## Description of the task
Count the lines in the material below that contain the string "window", matching case exactly, and reply with only that number.

##### Material provided #####

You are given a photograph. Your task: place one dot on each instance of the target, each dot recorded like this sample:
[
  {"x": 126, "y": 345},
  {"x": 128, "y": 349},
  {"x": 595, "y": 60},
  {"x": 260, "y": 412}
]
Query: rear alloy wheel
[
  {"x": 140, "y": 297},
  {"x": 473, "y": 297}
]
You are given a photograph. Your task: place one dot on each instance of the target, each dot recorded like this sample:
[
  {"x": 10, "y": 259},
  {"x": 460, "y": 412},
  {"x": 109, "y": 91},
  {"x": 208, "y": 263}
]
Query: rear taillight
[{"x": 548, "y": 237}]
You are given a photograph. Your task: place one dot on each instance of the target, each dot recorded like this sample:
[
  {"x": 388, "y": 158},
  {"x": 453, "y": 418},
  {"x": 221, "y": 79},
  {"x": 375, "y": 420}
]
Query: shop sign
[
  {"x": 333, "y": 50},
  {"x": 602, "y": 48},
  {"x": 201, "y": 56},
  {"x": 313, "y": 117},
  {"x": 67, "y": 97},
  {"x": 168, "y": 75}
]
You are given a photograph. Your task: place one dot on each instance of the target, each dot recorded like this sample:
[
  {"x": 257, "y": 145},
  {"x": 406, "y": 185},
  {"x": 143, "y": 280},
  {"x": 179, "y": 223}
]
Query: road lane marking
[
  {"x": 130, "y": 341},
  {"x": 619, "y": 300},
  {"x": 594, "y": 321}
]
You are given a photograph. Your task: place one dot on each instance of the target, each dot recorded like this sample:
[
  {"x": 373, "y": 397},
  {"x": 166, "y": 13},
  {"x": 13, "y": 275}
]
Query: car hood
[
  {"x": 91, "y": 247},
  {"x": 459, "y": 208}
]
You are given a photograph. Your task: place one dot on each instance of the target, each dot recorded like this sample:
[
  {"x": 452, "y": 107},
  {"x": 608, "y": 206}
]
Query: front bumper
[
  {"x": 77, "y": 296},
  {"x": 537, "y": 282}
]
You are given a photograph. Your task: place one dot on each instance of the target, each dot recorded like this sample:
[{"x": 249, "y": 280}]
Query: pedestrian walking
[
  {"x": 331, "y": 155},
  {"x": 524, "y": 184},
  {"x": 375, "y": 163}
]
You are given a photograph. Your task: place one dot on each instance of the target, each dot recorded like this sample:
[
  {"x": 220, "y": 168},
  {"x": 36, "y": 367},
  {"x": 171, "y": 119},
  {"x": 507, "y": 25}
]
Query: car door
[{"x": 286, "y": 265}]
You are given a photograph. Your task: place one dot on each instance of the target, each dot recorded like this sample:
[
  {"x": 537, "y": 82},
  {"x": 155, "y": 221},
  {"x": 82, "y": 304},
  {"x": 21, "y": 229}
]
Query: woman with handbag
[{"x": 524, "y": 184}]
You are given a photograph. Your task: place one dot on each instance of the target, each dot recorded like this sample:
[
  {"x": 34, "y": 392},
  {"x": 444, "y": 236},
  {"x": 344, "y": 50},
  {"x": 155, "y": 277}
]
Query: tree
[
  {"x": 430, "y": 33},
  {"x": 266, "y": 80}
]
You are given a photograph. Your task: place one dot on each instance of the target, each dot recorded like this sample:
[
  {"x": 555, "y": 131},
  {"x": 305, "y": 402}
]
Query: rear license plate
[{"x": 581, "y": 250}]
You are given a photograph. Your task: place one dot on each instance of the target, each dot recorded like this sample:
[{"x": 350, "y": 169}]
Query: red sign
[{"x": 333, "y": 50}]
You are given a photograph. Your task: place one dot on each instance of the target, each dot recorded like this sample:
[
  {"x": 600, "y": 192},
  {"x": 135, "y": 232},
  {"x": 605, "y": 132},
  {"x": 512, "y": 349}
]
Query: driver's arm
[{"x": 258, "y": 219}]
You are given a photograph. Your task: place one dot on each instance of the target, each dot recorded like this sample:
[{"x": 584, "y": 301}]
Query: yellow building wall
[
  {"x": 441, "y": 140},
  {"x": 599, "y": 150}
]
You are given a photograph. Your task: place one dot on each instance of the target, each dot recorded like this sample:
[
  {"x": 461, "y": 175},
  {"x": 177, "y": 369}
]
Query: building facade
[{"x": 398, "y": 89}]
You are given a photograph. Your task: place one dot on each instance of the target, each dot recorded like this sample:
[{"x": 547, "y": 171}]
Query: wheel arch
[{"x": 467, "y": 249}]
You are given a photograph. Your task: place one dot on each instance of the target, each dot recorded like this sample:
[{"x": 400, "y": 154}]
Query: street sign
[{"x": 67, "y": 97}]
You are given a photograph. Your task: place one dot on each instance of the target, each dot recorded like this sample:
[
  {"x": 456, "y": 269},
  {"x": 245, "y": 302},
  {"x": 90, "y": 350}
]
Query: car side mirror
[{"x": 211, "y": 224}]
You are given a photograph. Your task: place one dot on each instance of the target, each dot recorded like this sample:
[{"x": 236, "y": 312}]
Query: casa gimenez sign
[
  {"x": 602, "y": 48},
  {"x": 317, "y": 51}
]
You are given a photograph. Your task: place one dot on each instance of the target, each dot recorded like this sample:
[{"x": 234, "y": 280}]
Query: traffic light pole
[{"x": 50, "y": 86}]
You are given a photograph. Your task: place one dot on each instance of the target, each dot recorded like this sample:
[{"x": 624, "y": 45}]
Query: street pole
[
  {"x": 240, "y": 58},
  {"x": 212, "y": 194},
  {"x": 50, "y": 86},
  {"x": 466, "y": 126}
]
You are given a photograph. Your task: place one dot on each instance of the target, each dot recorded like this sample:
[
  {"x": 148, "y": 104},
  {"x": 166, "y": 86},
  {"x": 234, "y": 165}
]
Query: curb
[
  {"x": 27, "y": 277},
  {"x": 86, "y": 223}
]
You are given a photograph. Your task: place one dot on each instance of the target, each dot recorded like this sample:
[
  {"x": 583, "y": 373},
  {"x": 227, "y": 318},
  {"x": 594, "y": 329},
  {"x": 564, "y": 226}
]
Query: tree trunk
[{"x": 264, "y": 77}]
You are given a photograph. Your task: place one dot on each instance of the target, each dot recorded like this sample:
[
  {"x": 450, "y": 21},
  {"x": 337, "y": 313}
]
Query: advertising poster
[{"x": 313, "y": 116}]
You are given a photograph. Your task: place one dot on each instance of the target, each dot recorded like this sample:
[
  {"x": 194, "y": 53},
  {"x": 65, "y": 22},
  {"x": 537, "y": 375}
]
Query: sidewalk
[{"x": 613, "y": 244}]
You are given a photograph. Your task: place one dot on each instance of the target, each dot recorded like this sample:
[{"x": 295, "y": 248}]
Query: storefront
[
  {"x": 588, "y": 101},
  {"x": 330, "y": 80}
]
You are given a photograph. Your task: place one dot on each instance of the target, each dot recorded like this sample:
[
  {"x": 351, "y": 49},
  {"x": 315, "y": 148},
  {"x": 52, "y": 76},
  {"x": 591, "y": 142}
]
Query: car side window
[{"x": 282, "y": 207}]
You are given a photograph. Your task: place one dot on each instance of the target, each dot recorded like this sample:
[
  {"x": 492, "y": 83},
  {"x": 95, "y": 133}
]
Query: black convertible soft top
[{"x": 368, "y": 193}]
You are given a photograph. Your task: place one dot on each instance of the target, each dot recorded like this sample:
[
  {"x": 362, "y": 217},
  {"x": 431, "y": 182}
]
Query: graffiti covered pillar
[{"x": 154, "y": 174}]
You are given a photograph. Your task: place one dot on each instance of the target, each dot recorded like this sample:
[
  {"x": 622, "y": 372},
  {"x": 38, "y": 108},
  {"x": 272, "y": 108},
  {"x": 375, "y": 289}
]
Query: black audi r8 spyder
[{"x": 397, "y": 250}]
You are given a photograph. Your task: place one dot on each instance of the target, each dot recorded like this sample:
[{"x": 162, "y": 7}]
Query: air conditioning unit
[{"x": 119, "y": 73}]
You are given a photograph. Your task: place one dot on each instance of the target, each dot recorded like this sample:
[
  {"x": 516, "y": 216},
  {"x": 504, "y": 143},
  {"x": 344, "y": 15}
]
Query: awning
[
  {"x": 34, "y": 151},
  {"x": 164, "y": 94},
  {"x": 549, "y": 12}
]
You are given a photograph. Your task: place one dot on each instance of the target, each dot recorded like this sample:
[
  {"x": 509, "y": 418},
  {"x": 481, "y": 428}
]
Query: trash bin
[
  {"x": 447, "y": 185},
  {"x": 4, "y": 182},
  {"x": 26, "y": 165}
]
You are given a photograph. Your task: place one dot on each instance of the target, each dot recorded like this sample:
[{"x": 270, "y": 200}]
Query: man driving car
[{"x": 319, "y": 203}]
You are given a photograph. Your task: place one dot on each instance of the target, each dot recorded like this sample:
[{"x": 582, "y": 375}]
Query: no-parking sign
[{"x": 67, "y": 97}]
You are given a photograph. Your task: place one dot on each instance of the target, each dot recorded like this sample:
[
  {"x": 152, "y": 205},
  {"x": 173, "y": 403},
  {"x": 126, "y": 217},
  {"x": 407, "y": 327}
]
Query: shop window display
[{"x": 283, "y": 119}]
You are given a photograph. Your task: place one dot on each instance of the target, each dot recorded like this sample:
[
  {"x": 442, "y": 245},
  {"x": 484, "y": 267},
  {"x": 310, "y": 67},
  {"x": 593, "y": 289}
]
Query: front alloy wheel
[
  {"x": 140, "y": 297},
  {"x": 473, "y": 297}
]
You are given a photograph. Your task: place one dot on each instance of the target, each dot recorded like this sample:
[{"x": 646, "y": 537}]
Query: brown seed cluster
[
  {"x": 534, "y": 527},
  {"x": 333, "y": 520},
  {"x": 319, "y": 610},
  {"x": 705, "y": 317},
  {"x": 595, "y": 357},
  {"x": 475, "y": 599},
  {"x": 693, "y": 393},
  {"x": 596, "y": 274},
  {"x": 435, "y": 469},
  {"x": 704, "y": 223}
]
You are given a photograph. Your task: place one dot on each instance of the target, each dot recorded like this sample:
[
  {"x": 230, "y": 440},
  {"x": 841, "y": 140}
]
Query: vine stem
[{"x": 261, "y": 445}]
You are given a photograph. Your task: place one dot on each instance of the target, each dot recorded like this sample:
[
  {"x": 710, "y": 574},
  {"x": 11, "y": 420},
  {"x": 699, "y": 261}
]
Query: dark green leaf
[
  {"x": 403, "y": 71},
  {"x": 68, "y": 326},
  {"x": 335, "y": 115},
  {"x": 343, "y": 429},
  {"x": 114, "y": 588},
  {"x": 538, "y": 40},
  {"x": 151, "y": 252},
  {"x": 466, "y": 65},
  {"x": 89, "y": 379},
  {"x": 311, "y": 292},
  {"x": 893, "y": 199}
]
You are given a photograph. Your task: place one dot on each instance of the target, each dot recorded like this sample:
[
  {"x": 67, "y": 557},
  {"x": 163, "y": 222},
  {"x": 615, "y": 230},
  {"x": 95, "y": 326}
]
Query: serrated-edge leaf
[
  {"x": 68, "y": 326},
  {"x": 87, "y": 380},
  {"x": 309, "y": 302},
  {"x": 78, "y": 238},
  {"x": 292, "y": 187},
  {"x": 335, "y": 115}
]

#####

## Response for this exercise
2